**WHAT IS REQUIRED:** According to the passage below about the film, please state what funds the provincial-level project in Guizhou that includes Upper Jidao.

**TEXT SHOWN:**
Whenever I have been lucky enough to discuss my film, 农家乐 Peasant Family Happiness, after it has been screened, I’m usually asked a series of questions about my motivation for making a film, the relationship of the film to my larger research project, whether or not life in the two villages depicted has changed, and how village residents have reacted or responded to the film’s representation of tourism in their communities. These are important dimensions to the film that I enjoy speaking about and that have informed my own understandings of and approaches to tourism, rural social transformations, ethnicity, and ethnographic filmmaking in China today.
Briefly, 农家乐 Peasant Family Happiness explores the contemporary lived experience of tourism, as a form of development and labor, in two ethnic minority villages in China – Ping’an, in Guangxi, and Upper Jidao, in Guizhou. Taking an observational, ethnographic approach, the first chapter of the film focuses on the different types of work of Ping’an residents, who labor to maintain the terraced field, operate guesthouses, and provide various tourist services, including handicraft sales and carrying tourists up the hillsides in sedan chairs. The second chapter features Upper Jidao, where tourism is still a work-in-progress, as village residents respond to and consider the potential benefits of tourism for their lives and livelihoods. There, tourism activities are centered on pre-arranged performances of ethnic Miao songs and dances, in choreographed formats that echo, and sometimes wholly reproduce, the more familiar, commercial staged ethnic minority shows in cities and on national television. The film’s epilogue shows moments from a short trip I organized for residents of Upper Jidao to visit Ping’an, during which residents of both villages reflected upon what it means for them, as rural, ethnic minority Chinese, to be involved in the tourism industry.
There is, of course, a lot of information that is left out of the film – including, significantly, how tourism in China has been integrated into national programs for rural economic development and state discourses of modernized ethnic minority communities. And, specific to these two villages, the film doesn’t discuss how Ping’an has been part of a much larger scenic area that is managed by a private tourism development company based in Guilin for over 15 years; how Upper Jidao is part of a current provincial-level project for tourism development and cultural preservation in Guizhou that is funded by a loan from the World Bank, that began a decade ago; how some of the individuals interviewed in the film at length are no longer engaged at all in their respective villages’ tourism industries; how when I last showed the final cut to a family in Ping’an, one man jokingly said it was like “watching an old movie” because some of the footage dates back to 2006.

**LISTED RECORDS:**

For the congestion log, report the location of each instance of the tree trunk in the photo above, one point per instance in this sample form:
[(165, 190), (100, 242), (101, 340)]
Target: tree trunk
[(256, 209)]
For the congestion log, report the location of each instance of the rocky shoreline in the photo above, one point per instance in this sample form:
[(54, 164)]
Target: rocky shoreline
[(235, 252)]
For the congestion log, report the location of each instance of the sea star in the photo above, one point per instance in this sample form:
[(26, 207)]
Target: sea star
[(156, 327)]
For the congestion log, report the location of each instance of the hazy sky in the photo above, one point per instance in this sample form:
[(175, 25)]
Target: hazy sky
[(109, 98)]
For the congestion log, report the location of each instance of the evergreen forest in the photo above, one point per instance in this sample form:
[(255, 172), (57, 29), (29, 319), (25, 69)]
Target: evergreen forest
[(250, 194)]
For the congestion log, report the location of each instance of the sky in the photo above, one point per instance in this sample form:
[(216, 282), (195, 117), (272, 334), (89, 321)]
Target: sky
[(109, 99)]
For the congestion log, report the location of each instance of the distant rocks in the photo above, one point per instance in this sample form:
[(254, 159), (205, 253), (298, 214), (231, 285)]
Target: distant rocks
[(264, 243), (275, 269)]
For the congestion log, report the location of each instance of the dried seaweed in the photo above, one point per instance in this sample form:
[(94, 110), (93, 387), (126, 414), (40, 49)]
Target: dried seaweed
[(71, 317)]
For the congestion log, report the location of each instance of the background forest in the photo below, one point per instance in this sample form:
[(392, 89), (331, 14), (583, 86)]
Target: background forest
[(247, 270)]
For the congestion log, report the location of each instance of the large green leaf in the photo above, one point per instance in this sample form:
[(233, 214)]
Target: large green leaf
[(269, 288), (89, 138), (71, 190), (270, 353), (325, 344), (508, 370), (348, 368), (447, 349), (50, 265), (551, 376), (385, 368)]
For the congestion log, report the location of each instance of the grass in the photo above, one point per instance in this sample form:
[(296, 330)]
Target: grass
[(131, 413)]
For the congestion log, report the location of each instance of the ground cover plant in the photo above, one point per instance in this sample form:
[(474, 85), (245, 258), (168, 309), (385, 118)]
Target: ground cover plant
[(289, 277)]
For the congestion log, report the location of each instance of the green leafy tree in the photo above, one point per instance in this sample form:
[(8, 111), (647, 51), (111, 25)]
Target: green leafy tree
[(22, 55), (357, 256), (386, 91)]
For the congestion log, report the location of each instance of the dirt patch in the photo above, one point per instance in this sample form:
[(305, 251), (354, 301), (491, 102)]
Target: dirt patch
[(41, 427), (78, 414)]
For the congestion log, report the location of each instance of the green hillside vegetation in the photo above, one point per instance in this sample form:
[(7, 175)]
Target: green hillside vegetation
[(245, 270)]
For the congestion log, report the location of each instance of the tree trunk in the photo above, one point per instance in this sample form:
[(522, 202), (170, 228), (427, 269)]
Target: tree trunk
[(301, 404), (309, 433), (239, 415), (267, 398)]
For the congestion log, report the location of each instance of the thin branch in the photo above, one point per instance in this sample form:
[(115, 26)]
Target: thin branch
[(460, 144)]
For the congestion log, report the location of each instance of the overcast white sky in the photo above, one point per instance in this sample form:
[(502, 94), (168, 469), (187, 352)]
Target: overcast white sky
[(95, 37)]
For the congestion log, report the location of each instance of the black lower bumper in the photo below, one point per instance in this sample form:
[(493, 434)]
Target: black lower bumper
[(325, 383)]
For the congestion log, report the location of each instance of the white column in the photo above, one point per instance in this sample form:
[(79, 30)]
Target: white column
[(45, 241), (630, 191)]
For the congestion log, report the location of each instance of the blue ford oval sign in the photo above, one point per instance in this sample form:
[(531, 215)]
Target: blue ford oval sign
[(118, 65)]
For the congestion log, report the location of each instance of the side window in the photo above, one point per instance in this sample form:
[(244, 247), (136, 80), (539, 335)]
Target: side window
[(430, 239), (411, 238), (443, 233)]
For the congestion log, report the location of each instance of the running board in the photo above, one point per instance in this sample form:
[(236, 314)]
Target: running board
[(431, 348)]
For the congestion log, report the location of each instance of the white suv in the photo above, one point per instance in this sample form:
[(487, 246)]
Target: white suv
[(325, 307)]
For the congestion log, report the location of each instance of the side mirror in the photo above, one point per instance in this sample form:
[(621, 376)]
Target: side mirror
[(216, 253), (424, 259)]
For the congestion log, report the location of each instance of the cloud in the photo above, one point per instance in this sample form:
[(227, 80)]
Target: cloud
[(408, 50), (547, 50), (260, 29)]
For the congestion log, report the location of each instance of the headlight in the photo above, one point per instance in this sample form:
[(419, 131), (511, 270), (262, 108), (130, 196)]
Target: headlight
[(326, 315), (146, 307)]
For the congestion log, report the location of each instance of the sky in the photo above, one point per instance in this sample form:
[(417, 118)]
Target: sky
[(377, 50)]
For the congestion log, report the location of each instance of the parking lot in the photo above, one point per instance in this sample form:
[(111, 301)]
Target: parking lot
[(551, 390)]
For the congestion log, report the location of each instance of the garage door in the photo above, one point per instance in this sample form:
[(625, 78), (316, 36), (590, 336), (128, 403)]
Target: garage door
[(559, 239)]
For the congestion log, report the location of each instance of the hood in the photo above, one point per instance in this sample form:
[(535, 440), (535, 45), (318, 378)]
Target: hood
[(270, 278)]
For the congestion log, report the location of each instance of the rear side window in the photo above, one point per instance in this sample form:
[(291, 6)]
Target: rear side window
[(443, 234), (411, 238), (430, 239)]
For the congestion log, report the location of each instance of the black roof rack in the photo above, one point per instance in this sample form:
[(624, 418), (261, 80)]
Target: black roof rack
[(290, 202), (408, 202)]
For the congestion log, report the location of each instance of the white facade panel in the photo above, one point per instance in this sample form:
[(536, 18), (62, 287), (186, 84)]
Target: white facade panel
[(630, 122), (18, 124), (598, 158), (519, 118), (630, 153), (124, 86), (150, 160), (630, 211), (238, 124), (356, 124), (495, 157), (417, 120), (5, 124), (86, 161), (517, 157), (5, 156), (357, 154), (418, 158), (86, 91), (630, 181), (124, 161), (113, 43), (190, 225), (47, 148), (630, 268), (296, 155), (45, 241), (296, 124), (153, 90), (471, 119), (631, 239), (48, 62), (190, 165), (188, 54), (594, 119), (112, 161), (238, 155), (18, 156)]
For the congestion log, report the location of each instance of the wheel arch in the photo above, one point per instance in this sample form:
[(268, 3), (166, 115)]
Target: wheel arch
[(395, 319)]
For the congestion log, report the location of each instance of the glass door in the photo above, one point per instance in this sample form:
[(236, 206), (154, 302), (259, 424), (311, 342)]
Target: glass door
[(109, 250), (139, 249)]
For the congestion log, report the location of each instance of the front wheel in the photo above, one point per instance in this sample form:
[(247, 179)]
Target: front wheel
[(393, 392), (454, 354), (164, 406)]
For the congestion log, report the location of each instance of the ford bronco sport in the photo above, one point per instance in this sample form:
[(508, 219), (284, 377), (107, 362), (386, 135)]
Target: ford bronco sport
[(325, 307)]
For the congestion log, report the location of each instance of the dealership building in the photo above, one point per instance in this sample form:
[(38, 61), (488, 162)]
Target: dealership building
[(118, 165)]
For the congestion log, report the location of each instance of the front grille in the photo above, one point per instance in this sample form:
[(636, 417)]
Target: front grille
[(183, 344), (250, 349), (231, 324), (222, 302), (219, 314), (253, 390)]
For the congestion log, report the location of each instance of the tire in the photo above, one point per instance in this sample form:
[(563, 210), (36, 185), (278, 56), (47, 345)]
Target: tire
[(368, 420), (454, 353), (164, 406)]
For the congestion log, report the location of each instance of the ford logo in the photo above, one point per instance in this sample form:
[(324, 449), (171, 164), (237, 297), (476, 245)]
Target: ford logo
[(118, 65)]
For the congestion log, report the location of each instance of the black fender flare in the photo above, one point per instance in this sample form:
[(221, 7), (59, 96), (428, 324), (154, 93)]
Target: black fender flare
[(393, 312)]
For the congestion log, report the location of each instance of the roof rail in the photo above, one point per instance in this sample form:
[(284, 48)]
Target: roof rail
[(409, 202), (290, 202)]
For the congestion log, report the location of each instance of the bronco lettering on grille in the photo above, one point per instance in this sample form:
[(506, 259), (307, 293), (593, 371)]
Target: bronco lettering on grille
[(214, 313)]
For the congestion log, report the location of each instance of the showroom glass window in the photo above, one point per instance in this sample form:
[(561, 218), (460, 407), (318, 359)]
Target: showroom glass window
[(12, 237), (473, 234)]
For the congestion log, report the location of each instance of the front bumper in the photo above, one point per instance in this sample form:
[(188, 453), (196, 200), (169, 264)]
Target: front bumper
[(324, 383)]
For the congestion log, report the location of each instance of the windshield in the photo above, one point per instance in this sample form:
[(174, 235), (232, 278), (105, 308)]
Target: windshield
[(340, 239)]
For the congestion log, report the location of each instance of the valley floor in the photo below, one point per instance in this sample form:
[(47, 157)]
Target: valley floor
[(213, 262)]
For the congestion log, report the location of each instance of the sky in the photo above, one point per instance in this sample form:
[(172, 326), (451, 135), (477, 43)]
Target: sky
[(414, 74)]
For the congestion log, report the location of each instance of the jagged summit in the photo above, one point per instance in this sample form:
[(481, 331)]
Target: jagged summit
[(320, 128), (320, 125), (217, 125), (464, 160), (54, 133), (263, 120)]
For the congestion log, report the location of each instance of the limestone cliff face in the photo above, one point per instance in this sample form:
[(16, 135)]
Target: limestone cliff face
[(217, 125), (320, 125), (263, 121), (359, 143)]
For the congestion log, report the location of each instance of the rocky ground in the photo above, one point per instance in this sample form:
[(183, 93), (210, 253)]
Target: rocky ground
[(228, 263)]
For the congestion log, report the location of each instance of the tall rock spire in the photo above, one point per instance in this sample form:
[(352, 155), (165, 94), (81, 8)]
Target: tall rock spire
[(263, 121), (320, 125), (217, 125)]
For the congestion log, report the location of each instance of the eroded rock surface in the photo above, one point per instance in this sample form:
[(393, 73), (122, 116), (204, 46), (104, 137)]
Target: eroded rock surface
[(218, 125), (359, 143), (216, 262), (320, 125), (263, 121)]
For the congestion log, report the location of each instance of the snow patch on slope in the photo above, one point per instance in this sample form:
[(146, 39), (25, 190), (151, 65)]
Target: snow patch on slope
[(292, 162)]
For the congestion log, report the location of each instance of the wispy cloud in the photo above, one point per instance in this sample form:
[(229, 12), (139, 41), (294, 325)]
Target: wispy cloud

**REPLY TO THE EXERCISE:** A loan from the World Bank.